(Items from a dataset)
● ● ● ● ●
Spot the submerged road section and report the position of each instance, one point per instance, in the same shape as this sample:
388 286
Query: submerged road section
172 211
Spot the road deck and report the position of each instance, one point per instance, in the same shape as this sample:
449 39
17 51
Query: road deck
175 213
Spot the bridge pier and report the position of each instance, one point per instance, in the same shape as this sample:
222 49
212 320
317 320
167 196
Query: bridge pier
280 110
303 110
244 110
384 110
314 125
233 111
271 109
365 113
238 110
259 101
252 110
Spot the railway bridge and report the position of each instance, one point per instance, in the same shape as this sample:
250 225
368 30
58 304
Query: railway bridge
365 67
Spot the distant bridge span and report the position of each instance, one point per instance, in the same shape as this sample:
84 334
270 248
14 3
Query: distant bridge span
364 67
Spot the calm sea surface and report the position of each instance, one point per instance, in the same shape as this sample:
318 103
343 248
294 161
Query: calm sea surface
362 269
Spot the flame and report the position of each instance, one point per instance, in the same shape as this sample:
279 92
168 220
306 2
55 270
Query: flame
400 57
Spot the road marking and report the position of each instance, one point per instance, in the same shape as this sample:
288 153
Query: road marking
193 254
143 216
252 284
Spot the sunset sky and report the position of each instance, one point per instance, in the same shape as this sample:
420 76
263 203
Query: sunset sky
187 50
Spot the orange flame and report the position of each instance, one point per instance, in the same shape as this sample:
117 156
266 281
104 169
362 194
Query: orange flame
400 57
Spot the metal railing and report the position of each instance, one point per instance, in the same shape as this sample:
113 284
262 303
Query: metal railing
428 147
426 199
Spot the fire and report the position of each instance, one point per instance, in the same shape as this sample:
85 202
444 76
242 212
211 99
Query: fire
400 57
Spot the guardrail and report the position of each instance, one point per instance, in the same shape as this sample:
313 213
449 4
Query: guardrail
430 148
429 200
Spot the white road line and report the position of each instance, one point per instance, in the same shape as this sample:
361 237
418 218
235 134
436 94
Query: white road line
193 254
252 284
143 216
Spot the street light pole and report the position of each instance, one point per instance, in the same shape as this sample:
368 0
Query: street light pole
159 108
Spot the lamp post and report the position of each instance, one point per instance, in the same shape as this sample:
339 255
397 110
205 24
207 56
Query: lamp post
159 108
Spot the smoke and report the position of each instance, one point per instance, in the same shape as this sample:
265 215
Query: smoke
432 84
● ● ● ● ●
Description of the task:
Rewrite everything from the line containing "Spot the guardrail" down to the end of the records, keeping the requests and their format samples unchanged. Multiply each point coordinate in the answers by 2.2 and round it to the nearest whole number, with halves rounded up.

Expected answer:
Spot the guardrail and report the position of each instance, one point per instance, in the same shape as this sample:
313 213
449 4
Query: guardrail
946 326
944 440
Spot the white road line and report the position of each instance, one point per instance, in the same shape as this sample:
361 237
418 218
235 134
436 94
Query: white road line
425 559
554 625
315 475
Spot the street light pole and report the position of each instance, one point per instance, in the same shape as this sample:
368 0
Query: street light pole
350 238
Spot the lamp post and report the position of each instance, one point per instance, in the same shape as this sample:
339 255
397 110
205 24
207 56
Query: lamp post
350 238
Spot the smoke and report the position of each instance, one point per instance, in the same shape as this sample:
265 215
Query: smoke
950 185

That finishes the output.